[Coordinate annotation entries]
* * *

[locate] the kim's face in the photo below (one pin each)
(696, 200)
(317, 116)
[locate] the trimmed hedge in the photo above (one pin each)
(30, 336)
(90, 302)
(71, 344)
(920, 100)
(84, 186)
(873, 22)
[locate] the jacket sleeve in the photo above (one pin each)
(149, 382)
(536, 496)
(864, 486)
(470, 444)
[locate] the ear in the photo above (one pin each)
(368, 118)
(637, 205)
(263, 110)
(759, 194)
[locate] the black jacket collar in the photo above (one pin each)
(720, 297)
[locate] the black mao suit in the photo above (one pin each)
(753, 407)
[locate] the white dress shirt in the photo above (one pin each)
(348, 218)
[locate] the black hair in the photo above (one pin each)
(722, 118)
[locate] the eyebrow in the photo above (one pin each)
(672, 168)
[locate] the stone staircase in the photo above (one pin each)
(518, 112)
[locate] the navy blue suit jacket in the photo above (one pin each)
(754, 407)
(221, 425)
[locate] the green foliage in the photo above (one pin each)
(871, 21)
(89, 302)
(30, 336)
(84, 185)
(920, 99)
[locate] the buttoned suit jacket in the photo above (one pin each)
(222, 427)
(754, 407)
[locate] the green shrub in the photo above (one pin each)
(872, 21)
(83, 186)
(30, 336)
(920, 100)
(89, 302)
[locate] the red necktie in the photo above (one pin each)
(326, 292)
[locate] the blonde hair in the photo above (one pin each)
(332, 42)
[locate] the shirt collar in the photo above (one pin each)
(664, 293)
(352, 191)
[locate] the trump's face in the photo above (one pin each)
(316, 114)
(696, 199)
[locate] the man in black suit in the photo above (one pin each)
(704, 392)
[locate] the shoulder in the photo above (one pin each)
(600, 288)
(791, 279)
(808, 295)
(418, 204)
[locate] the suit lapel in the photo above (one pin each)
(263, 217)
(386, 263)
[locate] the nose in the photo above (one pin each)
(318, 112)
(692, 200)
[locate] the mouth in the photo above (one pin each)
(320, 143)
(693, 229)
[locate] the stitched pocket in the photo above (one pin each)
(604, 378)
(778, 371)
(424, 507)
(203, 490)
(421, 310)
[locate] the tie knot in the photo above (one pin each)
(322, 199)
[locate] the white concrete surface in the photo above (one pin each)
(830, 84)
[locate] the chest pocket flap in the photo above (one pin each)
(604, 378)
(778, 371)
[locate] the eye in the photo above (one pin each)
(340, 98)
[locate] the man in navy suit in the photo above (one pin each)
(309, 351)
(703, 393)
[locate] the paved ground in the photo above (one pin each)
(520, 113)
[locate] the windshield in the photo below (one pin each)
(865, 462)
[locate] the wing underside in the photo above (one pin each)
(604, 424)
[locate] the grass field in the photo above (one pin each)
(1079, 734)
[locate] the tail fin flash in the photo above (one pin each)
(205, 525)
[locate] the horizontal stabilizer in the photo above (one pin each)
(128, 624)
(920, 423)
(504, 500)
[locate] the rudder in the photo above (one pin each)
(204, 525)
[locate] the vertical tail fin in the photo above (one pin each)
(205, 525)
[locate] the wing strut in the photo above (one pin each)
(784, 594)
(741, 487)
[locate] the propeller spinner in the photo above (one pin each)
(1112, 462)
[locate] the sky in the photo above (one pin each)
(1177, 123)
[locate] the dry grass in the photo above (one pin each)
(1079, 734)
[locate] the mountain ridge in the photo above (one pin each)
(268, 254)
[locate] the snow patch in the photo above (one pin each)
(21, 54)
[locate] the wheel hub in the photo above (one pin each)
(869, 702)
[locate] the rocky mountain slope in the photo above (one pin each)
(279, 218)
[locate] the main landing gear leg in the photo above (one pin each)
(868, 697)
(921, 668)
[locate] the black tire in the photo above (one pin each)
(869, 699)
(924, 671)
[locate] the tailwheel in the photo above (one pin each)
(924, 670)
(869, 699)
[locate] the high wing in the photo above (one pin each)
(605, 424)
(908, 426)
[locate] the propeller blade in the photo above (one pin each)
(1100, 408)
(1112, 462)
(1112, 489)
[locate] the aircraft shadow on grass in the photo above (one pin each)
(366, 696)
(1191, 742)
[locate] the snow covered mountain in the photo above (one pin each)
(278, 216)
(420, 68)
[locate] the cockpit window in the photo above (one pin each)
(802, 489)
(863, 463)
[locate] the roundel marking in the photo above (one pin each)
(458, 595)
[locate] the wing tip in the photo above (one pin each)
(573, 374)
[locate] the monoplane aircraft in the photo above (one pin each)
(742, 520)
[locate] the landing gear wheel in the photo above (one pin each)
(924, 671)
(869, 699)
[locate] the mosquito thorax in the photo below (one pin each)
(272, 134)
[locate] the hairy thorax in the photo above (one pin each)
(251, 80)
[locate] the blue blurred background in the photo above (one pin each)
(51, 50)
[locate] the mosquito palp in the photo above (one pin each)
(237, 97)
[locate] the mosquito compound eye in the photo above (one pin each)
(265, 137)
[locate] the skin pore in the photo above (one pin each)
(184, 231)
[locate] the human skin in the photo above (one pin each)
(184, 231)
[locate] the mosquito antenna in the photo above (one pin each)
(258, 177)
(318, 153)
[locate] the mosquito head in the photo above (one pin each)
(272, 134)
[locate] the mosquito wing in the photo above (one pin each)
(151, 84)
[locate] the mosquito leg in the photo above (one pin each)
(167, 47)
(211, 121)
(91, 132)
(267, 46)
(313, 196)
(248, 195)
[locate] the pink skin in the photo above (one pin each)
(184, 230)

* * *

STATED PROBLEM
Switch each "locate" in the listing to "mark" and write out the whole listing again with nothing else changed.

EXERCISE OUTPUT
[mark] the kim's face in the photo below (one pin each)
(696, 200)
(317, 116)
[mark] the trimmed hedge in the photo above (one pin each)
(30, 336)
(90, 302)
(71, 344)
(920, 100)
(84, 186)
(873, 22)
[mark] the jacket sleeve in the photo above (one pin each)
(149, 382)
(536, 496)
(864, 486)
(470, 444)
[mark] the ear in the photo above (one pin each)
(368, 118)
(637, 205)
(263, 110)
(759, 194)
[mark] the black jacket collar in the photo above (one pin each)
(720, 297)
[mark] the black mao suit in the photo above (one pin each)
(753, 407)
[mark] the white dress shirt in the photo above (one pin each)
(348, 218)
[mark] the black hair in the photo above (one pin each)
(722, 118)
[mark] the eyebrow in the photo above (one pin each)
(672, 168)
[mark] the stone staircase in the photo above (one pin each)
(518, 112)
[mark] the navy blue suit jacket in the photo above (one pin each)
(754, 407)
(221, 425)
[mark] the green foliage in the photo above (one pin each)
(871, 21)
(89, 302)
(30, 336)
(84, 185)
(920, 99)
[mark] the buttoned suit jacket in the photo above (one pin each)
(222, 427)
(754, 407)
[mark] the green shrub in the photo above (one pin each)
(872, 21)
(83, 186)
(30, 336)
(920, 100)
(89, 302)
[mark] the red necktie in the photo above (one pin each)
(326, 292)
[mark] the blonde hair in the photo above (one pin each)
(332, 42)
[mark] the shirt collar in the photo above (one pin each)
(664, 293)
(352, 191)
[mark] the trump's face in the photo above (one pin each)
(316, 114)
(696, 199)
[mark] the man in black suit in the photo above (one pin each)
(704, 392)
[mark] the shoulder in the photo above (one pin each)
(600, 288)
(791, 279)
(808, 295)
(418, 204)
[mark] the suit lapel in the photo above (one pin each)
(263, 217)
(386, 263)
[mark] the nose in the photo above (one pin each)
(318, 112)
(692, 200)
[mark] the mouth in the photo above (one pin each)
(320, 143)
(693, 229)
[mark] the stitched pocket in the photo above (one pin each)
(604, 378)
(778, 371)
(424, 507)
(203, 490)
(421, 310)
[mark] the tie knot in the photo above (one pin each)
(322, 199)
[mark] the white concrete surface in the photo above (one pin each)
(830, 84)
[mark] the chest pocket flap in the photo above (one pin each)
(604, 378)
(778, 371)
[mark] the eye in the photo above (one pin each)
(340, 98)
[mark] the man in navy suit in the photo above (one pin each)
(309, 351)
(703, 393)
[mark] the paved ground in the photo above (one pin each)
(520, 113)
[mark] the windshield in the photo below (one pin each)
(865, 462)
[mark] the wing underside in the photo above (one pin each)
(604, 424)
[mark] the grass field in the photo above (one pin each)
(1079, 734)
[mark] the tail fin flash in the photo above (one pin each)
(205, 525)
[mark] the horizontal stabilizer in the photo above (one pin each)
(128, 624)
(920, 423)
(504, 500)
[mark] the rudder in the photo above (one pin each)
(204, 525)
[mark] the vertical tail fin in the photo above (one pin each)
(205, 525)
[mark] the wing strut in the photo above (one pin each)
(784, 594)
(741, 487)
[mark] the propeller spinner in the photo above (one pin each)
(1112, 462)
[mark] the sky in the photo above (one pin each)
(1177, 123)
[mark] the dry grass in the photo above (one pin each)
(1079, 734)
[mark] the mountain ridge in the photo above (one pin each)
(268, 254)
[mark] the snow patch in the photo above (one pin each)
(21, 54)
[mark] the wheel hub in the photo above (one pin each)
(869, 702)
[mark] the rocky mountain slope in the photo above (one pin each)
(279, 218)
[mark] the main landing gear leg in the photo above (one pin each)
(868, 697)
(921, 668)
[mark] the black tire in the photo above (one pin each)
(869, 699)
(924, 671)
[mark] the tailwheel in the photo above (one pin each)
(924, 670)
(869, 699)
[mark] the high wing in the photo above (one pin each)
(605, 424)
(908, 426)
[mark] the propeller blade in the photo above (one pin each)
(1100, 408)
(1112, 462)
(1112, 489)
[mark] the aircraft shadow on grass in the photo above (one pin each)
(366, 696)
(1191, 742)
[mark] the snow covered mountain in the photo above (one pin each)
(278, 216)
(420, 68)
[mark] the cockpit window in the photo above (one pin each)
(802, 489)
(863, 463)
[mark] the roundel marking in the photo above (one pin each)
(458, 595)
[mark] the wing tip in the photo above (one pin each)
(573, 374)
[mark] the monoplane aircraft in the photo above (one pin each)
(742, 520)
[mark] the landing gear wheel in the photo above (one pin each)
(924, 671)
(869, 699)
[mark] the mosquito thorax in the photo below (one pin each)
(272, 134)
[mark] the hairy thorax in the photo above (one pin each)
(251, 80)
[mark] the blue blurred background in the photo above (one pin each)
(51, 50)
[mark] the mosquito palp in the photo above (one pin each)
(237, 97)
[mark] the mosquito compound eye in the photo above (one pin each)
(265, 137)
[mark] the skin pore in the photo above (one pin each)
(184, 231)
[mark] the human skin in the photo above (one pin each)
(184, 231)
[mark] the mosquito antenna in the photo above (one pin each)
(258, 177)
(318, 153)
[mark] the mosquito head in the photo above (one pin each)
(272, 134)
[mark] the mosquito wing in the photo above (one pin each)
(151, 84)
[mark] the mosquito leg in the photo above (one pin each)
(167, 47)
(211, 121)
(91, 132)
(267, 46)
(313, 196)
(248, 195)
[mark] the pink skin in the photo above (one pin each)
(184, 230)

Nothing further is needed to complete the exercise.